Point localization data:
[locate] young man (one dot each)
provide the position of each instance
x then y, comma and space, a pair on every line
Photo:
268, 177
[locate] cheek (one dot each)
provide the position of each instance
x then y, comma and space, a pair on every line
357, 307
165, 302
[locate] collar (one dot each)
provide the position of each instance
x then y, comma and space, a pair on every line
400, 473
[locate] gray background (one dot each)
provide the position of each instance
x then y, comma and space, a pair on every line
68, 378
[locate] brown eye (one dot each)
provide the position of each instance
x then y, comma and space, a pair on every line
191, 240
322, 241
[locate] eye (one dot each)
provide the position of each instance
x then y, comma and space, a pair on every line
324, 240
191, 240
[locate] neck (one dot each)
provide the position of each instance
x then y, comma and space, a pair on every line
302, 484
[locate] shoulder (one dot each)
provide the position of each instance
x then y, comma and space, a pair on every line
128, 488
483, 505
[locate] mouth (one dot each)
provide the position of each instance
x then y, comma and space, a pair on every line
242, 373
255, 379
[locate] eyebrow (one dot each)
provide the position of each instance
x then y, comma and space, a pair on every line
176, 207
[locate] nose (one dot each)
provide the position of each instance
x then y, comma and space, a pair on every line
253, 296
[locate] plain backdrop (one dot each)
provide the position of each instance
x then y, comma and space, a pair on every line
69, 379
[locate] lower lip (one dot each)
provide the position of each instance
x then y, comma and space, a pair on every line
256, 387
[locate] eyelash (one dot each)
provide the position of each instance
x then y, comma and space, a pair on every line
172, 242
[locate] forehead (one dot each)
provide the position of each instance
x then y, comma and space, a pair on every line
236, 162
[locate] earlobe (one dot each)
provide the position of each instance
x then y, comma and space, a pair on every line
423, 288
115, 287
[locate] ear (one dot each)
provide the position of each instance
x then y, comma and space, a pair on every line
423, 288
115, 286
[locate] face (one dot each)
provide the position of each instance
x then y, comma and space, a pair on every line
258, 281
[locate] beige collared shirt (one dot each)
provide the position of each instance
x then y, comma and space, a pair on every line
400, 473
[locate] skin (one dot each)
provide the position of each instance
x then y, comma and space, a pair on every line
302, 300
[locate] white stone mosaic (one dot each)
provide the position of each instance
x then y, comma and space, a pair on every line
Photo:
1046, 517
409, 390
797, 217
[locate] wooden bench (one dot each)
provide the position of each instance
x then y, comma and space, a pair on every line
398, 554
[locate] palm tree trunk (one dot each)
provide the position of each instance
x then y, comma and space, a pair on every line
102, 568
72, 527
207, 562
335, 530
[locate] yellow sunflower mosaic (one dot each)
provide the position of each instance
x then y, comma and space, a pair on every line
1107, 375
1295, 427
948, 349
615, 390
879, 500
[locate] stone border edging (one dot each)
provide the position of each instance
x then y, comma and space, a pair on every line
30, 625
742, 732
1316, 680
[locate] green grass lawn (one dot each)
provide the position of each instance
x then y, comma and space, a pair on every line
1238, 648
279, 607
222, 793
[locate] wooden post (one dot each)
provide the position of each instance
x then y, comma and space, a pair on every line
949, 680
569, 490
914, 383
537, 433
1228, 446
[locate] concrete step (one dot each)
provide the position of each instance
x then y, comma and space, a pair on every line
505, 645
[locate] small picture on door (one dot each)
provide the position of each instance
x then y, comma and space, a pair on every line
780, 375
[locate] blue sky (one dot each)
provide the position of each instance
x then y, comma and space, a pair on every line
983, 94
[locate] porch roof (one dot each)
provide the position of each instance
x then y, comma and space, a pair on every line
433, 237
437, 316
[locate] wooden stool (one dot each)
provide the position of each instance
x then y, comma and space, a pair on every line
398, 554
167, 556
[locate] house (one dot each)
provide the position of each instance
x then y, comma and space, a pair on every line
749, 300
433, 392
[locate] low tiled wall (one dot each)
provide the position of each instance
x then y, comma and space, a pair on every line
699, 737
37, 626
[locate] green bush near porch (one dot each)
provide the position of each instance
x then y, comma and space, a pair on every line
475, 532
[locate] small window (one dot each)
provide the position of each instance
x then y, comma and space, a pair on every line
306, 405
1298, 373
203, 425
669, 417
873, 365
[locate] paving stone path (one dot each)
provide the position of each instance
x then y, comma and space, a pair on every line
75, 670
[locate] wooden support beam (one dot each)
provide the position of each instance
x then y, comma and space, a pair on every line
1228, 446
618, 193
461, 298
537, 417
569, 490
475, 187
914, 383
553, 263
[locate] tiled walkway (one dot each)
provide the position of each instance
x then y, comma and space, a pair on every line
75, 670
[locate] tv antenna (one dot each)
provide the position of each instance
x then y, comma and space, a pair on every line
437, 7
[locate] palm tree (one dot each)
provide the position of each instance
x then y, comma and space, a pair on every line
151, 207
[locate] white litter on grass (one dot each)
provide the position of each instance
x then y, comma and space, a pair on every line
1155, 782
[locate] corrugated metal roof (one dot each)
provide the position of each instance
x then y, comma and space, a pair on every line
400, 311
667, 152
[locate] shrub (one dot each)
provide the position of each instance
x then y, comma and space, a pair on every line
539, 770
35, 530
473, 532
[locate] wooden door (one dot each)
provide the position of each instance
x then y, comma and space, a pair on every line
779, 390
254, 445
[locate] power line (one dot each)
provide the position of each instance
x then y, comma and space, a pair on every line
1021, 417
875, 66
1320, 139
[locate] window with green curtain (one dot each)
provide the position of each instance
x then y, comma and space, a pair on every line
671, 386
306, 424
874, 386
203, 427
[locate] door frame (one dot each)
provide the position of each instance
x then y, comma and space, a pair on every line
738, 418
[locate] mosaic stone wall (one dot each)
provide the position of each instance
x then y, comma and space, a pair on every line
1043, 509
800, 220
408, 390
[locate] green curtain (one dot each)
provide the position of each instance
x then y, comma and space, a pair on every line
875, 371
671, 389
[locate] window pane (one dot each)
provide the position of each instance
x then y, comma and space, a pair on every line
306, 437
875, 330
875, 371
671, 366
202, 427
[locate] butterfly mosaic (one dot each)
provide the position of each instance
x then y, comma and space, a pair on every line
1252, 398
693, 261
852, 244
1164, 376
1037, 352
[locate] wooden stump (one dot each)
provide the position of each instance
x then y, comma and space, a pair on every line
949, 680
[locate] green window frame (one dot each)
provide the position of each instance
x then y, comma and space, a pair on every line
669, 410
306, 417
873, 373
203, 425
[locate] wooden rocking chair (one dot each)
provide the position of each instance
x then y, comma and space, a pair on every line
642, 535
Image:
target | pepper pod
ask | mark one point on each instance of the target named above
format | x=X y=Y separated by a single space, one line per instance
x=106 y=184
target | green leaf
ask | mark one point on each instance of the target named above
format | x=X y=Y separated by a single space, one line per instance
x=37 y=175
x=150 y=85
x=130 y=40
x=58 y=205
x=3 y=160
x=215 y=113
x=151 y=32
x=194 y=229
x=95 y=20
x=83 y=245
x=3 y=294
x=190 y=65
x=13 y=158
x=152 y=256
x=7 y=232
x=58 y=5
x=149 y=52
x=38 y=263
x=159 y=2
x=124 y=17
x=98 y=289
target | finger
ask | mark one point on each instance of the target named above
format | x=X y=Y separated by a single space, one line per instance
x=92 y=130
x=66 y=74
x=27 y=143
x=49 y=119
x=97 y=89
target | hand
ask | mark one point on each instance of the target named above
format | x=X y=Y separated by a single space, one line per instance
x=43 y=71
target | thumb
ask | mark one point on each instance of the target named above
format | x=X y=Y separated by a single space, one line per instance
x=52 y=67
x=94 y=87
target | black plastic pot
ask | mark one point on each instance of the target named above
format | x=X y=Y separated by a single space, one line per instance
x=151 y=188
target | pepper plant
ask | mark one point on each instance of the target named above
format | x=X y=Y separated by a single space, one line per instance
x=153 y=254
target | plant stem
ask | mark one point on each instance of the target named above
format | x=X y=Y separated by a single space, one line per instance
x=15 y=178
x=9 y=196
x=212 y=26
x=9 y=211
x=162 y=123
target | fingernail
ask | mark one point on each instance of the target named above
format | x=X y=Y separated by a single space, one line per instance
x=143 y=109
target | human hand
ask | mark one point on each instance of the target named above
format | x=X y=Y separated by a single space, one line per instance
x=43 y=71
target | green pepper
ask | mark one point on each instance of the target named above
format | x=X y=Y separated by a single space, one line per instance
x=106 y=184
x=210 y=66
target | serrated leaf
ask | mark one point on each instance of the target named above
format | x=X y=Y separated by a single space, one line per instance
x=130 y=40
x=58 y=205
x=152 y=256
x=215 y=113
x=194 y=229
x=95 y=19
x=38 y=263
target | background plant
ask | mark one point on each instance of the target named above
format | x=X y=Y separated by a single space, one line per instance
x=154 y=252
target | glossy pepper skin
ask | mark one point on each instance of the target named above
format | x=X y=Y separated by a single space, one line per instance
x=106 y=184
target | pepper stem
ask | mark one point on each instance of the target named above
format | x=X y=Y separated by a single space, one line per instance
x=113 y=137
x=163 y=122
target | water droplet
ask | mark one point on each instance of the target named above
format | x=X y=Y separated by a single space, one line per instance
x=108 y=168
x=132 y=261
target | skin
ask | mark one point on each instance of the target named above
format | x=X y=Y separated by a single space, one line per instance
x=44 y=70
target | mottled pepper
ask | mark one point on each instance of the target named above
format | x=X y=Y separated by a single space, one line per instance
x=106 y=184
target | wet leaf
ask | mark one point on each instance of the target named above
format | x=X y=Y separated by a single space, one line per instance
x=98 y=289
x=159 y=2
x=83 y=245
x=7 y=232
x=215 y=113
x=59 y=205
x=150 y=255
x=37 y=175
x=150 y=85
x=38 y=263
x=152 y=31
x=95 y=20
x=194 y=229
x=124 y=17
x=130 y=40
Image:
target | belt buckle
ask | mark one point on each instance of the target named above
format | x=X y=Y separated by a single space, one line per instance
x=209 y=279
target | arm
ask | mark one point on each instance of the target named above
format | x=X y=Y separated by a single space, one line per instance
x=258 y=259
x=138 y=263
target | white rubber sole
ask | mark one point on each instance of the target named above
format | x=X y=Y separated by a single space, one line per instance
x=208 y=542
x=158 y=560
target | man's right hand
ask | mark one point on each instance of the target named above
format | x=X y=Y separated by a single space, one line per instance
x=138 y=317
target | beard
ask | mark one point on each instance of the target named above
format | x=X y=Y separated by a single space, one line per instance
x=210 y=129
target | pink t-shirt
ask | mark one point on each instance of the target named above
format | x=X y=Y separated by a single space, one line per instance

* _Exercise objective_
Extract, please, the lines from the start of the entries above through the one with "[locate] eyebrow (one dot each)", both included, reproducing each exactly and adding nothing.

* _Completed task_
[locate] young man (one dot each)
provide the position of each instance
x then y, comma and space, a pair on every line
Photo:
268, 177
[locate] cheek (one dot each)
provide the position of each instance
x then y, comma and space, a pair on every line
357, 307
165, 302
[locate] collar (one dot each)
provide the position of each instance
x then y, comma and space, a pair on every line
400, 473
[locate] gray background (one dot each)
provide the position of each instance
x then y, comma and space, a pair on every line
68, 378
[locate] brown eye (one dot each)
provide the position of each instance
x then y, comma and space, a pair on every line
191, 240
322, 241
[locate] eye (one dot each)
provide the position of each instance
x then y, comma and space, a pair on every line
324, 240
191, 240
[locate] neck (one dot each)
provide the position of each instance
x then y, comma and space, a pair on every line
302, 484
[locate] shoulder (one dot each)
provide the position of each instance
x then y, comma and space, a pair on every line
128, 488
483, 505
[locate] mouth (one dot each)
provide the position of each instance
x then y, comma and space, a pair on every line
242, 373
255, 379
[locate] eyebrow (one dot each)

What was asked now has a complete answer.